++++ Extracted records ++++

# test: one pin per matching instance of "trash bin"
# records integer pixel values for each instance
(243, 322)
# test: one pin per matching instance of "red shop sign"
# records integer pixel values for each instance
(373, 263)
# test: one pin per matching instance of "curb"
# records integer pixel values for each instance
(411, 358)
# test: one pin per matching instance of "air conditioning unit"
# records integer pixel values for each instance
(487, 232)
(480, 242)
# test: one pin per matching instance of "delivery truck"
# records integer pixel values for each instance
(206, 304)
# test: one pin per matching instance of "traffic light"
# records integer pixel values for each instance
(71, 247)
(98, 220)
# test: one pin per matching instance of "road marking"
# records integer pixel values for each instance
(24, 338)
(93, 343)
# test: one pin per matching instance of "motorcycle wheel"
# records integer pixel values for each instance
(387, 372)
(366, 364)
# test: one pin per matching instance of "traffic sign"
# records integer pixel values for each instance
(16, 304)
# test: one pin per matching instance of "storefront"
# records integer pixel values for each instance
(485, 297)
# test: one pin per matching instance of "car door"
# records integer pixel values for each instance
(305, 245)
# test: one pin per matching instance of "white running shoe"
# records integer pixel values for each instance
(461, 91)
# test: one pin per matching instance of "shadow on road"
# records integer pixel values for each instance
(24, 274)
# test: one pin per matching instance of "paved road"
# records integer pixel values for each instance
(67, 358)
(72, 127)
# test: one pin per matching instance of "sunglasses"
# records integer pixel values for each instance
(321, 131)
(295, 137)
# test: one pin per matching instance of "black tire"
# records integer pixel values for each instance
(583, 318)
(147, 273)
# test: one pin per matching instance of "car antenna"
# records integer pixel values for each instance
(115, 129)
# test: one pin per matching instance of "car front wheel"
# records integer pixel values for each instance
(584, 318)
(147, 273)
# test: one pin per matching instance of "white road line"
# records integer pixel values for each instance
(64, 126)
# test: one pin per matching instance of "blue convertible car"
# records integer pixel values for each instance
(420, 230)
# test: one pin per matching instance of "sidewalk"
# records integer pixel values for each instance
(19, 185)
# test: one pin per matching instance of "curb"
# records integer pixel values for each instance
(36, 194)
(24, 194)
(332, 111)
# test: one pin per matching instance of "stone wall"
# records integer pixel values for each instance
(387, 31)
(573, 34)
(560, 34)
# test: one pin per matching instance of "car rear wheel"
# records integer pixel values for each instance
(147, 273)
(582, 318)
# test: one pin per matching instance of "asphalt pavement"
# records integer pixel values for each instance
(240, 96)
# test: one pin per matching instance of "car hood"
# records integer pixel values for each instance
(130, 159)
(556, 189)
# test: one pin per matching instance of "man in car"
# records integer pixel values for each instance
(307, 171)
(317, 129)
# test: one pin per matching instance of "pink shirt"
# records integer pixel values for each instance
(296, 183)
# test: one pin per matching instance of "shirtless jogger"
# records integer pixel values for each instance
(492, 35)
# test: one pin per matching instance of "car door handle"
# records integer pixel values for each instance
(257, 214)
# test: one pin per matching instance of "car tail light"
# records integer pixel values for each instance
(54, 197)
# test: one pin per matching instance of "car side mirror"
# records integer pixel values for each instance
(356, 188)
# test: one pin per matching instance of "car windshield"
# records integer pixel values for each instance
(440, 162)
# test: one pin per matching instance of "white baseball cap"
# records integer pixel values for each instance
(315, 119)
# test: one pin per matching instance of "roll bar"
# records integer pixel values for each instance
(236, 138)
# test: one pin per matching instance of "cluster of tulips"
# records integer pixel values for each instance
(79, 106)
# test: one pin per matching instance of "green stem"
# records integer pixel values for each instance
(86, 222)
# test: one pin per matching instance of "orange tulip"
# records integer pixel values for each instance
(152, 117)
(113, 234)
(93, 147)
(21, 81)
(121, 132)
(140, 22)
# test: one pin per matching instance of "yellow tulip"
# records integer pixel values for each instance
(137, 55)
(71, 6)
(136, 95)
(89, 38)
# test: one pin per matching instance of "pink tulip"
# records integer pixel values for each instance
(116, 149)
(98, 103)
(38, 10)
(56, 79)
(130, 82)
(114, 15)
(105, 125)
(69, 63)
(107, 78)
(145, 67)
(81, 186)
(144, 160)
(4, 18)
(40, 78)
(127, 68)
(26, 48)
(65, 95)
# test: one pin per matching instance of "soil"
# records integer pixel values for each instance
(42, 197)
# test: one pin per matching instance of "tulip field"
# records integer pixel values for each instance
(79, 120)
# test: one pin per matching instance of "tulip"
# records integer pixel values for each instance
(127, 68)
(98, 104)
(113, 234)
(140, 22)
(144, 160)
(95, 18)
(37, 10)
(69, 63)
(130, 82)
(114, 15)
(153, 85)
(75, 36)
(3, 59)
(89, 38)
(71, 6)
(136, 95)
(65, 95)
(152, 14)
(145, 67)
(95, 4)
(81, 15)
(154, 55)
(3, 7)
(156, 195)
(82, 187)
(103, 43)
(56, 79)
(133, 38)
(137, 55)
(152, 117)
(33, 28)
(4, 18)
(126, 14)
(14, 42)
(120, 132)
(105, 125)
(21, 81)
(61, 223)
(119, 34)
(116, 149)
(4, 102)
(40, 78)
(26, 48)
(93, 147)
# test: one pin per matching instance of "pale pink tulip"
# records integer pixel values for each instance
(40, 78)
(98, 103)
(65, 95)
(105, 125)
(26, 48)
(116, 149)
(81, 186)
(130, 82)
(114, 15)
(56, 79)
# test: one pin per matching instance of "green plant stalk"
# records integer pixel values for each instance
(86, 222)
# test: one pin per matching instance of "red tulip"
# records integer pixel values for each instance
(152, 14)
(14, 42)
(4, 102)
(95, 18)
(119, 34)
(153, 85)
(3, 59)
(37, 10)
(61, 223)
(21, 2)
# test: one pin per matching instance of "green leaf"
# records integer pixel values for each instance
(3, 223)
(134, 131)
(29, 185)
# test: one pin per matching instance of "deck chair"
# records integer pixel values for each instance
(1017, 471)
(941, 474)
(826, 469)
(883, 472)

++++

# [Written problem]
Quote all of the entries exactly as they appear.

# [Response below]
# test: one pin per matching instance of "trash bin"
# records integer pixel values for each instance
(243, 322)
# test: one pin per matching instance of "red shop sign"
# records integer pixel values for each instance
(373, 263)
# test: one pin per matching instance of "curb"
# records integer pixel values for each instance
(411, 358)
# test: one pin per matching instance of "air conditioning unit"
# records integer pixel values for each instance
(487, 232)
(480, 242)
# test: one pin per matching instance of "delivery truck"
# records integer pixel values for each instance
(206, 304)
# test: one pin per matching instance of "traffic light"
# records integer pixel values for each instance
(71, 247)
(98, 220)
# test: one pin per matching instance of "road marking"
# records integer pixel values for each instance
(24, 338)
(93, 343)
# test: one pin per matching instance of "motorcycle wheel"
# records integer pixel values for each instance
(387, 372)
(366, 364)
# test: one pin per matching instance of "traffic sign"
# records integer pixel values for each instance
(16, 304)
# test: one pin per matching instance of "storefront"
# records integer pixel values for each instance
(485, 297)
# test: one pin per matching instance of "car door"
# records integer pixel values for each instance
(305, 245)
# test: one pin per matching instance of "white running shoe"
# records integer pixel values for each instance
(461, 91)
# test: one pin per matching instance of "shadow on road"
# records integer pixel values for each instance
(24, 274)
# test: one pin per matching instance of "paved road"
# records integer pixel values for each instance
(67, 358)
(72, 127)
# test: one pin per matching instance of "sunglasses"
# records integer pixel values for each instance
(321, 131)
(295, 137)
# test: one pin per matching instance of "black tire"
# records integer pixel values for each instance
(583, 318)
(147, 273)
# test: one pin per matching instance of "car antenna"
# records integer pixel values for each instance
(115, 129)
# test: one pin per matching instance of "car front wheel"
# records integer pixel values for each instance
(584, 318)
(147, 273)
# test: one pin per matching instance of "white road line"
# records integer pixel values for each instance
(64, 126)
# test: one pin per matching instance of "blue convertible car"
# records integer pixel values for each instance
(420, 230)
# test: one pin per matching instance of "sidewalk"
# records integer pixel values for each instance
(19, 185)
# test: one pin per matching instance of "curb"
# records integer pixel values for each instance
(36, 194)
(24, 194)
(332, 111)
# test: one pin per matching instance of "stone wall"
# records integer pixel values for each instance
(387, 31)
(573, 34)
(560, 34)
# test: one pin per matching instance of "car rear wheel"
# records integer pixel values for each instance
(147, 273)
(582, 318)
# test: one pin per matching instance of "asphalt pavement"
# records integer pixel values for each instance
(240, 96)
# test: one pin per matching instance of "car hood"
# records integer pixel values for each instance
(130, 159)
(556, 189)
# test: one pin per matching instance of "man in car"
# records integer pixel values for each instance
(307, 171)
(317, 129)
# test: one pin per matching instance of "pink shirt"
# records integer pixel values for each instance
(296, 183)
# test: one pin per matching instance of "shirtless jogger"
# records integer pixel values for each instance
(492, 35)
# test: one pin per matching instance of "car door handle"
# records integer pixel values for each instance
(257, 214)
# test: one pin per matching instance of "car tail light"
# records integer pixel values for each instance
(54, 197)
# test: one pin per matching instance of "car side mirror"
# records integer pixel values for each instance
(356, 188)
# test: one pin per matching instance of "car windshield"
# records integer pixel values for each instance
(440, 162)
# test: one pin per matching instance of "white baseball cap"
# records integer pixel values for each instance
(315, 119)
# test: one pin per matching instance of "roll bar"
# records integer pixel values for each instance
(236, 138)
# test: one pin per matching instance of "cluster of tulips"
# records integer pixel values for each instance
(79, 106)
# test: one pin per matching instance of "green stem"
# records integer pixel values for each instance
(86, 222)
# test: one pin per matching instance of "orange tulip"
# records integer pixel values for each instance
(152, 117)
(113, 234)
(93, 147)
(21, 81)
(121, 132)
(140, 22)
# test: one pin per matching instance of "yellow tulip"
# records integer pixel values for each instance
(137, 55)
(71, 6)
(136, 95)
(89, 38)
# test: one pin per matching instance of "pink tulip"
# records integer pixel values for each instance
(116, 149)
(98, 103)
(38, 10)
(56, 79)
(130, 82)
(114, 15)
(105, 125)
(69, 63)
(107, 78)
(145, 67)
(81, 186)
(144, 160)
(4, 18)
(40, 78)
(127, 68)
(26, 48)
(65, 95)
# test: one pin per matching instance of "soil"
# records integer pixel values for each instance
(42, 197)
# test: one pin per matching instance of "tulip field"
# records integer pixel values for each instance
(79, 120)
# test: one pin per matching instance of "tulip"
# records integer pixel values for each instance
(127, 68)
(98, 104)
(113, 234)
(140, 22)
(144, 160)
(95, 18)
(37, 10)
(69, 63)
(130, 82)
(114, 15)
(153, 85)
(75, 36)
(3, 59)
(89, 38)
(71, 6)
(136, 95)
(65, 95)
(152, 14)
(145, 67)
(95, 4)
(81, 15)
(154, 55)
(3, 7)
(156, 195)
(82, 187)
(103, 43)
(56, 79)
(133, 38)
(137, 55)
(152, 117)
(33, 28)
(4, 18)
(126, 14)
(14, 42)
(120, 132)
(105, 125)
(21, 81)
(61, 223)
(119, 34)
(116, 149)
(4, 102)
(40, 78)
(26, 48)
(93, 147)
# test: one pin per matching instance of "pale pink tulip"
# records integer pixel values for each instance
(40, 78)
(98, 103)
(65, 95)
(105, 125)
(26, 48)
(116, 149)
(81, 186)
(130, 82)
(114, 15)
(56, 79)
# test: one pin per matching instance of "green plant stalk"
# records integer pixel values for each instance
(86, 222)
# test: one pin per matching instance of "red tulip"
# records integer pixel values for each instance
(152, 14)
(14, 42)
(4, 102)
(95, 18)
(119, 34)
(153, 85)
(3, 59)
(37, 10)
(61, 223)
(21, 2)
# test: one pin per matching instance of "green leaf"
# records integer pixel values for each instance
(3, 223)
(134, 131)
(29, 185)
# test: one pin per matching instance of "deck chair"
# records integer pixel values for each instance
(1017, 471)
(941, 474)
(826, 469)
(883, 472)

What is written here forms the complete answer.